• _EXTRACTED ENTRIES_:
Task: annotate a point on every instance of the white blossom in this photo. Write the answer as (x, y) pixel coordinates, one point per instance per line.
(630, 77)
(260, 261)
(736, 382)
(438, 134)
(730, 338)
...
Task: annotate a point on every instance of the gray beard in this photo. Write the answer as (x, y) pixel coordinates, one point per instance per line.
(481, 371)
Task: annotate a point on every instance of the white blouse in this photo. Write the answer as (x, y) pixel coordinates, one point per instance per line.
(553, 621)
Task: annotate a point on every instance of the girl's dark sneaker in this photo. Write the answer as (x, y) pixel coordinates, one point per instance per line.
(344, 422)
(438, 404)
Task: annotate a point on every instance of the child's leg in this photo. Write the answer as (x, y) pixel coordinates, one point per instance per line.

• _SHORT EXERCISE_:
From the records above, pull out every line that contains the string "white", matching case exactly.

• _PROBLEM SOLUTION_:
Task: annotate a point on every instance of the white blossom in this photo. Write the answer as (x, y) pixel coordinates, one point per instance per line.
Task: annotate a point on every instance of the white blouse in this photo. Write the answer as (x, y) pixel coordinates, one point per instance per line.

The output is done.